━━ Page text ━━

Perfunctory & Deliberate Practice

It is often said that to become expert at something, you have to repeat it 10,000 times. However, no one mentions the quality of the practice. Although it is valuable to simply repeat a kata or a waza again and again, a mindful, more deliberate practice will produce greater mastery, and I suspect, with fewer repetitions—perhaps only 9,827.

Kidding aside, ask yourself how many people actually practice their martial techniques deliberately? Certainly, when preparing for exam, training partners get together and concentrate on what they have learned because they know they have to demonstrate before their seniors who know more. That is, they do deliberate practice. But, for the most part, if Sensei says the goal is 10,000 repetitions of Bassai-dai, for example, they figure that class attendance will eventually take care of that. Let’s do the math. Let’s say you did Bassai-dai twice each class and attended three classes a week, 50 weeks a year. That would mean 300 Bassai-dai kata per year. In 30 years, you would be approaching 9000 of these kata. Is the “10,000” number too big, or is our idea of how to repeat the kata too limited?

That magic “10,000” number has been used in many fields of endeavor—music, sports, and many other skills. Is it only a fictitious number used casually to mean “a whole bunch”?

Being a meticulous dude and having graduated from a university in which I was encouraged to study my subjects in a way that would prepare me to understand the subject rather than simply pass the exam, I looked upon my martial arts studies in the same way. I studied both the USJF and USJA syllabi of Judo, even re-categorizing the techniques so that they made more sense to me. I practiced my Hakkoryu Ju-jutsu mentally by comparing Aikido techniques and trying to see which waza were more practical. I not only practiced my karate kata but also familiarized myself with similar kata from other lineages and searched for applications in their movements. In other words, I practiced mindfully and deliberately with mental study at the root of my physical training. I may have performed 10,000 Bassai-dai by now, but there are many kata that I have practiced much fewer times and yet I feel I understand them well because of my deliberate practice, not only of karate but also of my other arts.

━━━
━━ Recorded data ━━

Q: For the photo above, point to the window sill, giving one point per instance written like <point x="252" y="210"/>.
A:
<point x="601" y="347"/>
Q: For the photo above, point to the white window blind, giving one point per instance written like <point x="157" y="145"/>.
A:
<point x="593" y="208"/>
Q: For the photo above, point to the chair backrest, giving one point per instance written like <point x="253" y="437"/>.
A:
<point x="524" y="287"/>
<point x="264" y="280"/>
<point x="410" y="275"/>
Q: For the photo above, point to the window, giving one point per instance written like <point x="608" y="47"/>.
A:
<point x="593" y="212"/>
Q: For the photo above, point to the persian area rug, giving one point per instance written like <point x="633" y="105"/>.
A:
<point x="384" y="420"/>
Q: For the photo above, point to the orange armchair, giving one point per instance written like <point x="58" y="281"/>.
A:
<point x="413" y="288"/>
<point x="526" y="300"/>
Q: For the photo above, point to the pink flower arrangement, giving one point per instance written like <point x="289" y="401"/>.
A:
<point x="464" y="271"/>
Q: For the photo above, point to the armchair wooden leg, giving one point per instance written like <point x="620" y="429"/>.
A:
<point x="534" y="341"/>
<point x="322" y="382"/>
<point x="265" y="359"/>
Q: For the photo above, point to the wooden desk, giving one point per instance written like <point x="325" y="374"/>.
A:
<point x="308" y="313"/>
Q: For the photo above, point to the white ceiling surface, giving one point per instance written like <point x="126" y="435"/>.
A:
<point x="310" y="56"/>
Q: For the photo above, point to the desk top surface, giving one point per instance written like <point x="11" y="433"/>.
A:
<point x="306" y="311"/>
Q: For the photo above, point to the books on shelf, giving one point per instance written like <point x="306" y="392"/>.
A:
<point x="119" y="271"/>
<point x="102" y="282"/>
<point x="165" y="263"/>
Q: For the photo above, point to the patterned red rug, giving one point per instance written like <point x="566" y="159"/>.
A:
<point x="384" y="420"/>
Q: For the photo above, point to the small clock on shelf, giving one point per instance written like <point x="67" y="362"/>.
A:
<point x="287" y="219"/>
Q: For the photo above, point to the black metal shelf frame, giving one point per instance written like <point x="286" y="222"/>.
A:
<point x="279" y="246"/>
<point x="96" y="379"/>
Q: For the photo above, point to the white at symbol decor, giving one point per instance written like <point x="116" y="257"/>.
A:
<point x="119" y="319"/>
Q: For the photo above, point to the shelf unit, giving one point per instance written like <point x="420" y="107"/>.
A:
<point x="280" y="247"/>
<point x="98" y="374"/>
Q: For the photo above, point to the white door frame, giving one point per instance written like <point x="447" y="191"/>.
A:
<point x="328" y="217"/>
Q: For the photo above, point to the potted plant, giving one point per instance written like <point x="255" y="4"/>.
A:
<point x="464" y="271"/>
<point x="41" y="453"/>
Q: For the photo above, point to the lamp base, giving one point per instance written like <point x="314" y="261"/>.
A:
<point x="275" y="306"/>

━━━

The tasks:
**a)** Name every martial art that the essay on deliberate practice mentions by name.
**b)** In the essay on deliberate practice, how many Bassai-dai kata per year does the worked example arrive at?

Outputs in order:
**a)** Judo, Hakkoryu Ju-jutsu, Aikido, karate

**b)** 300 Bassai-dai kata per year.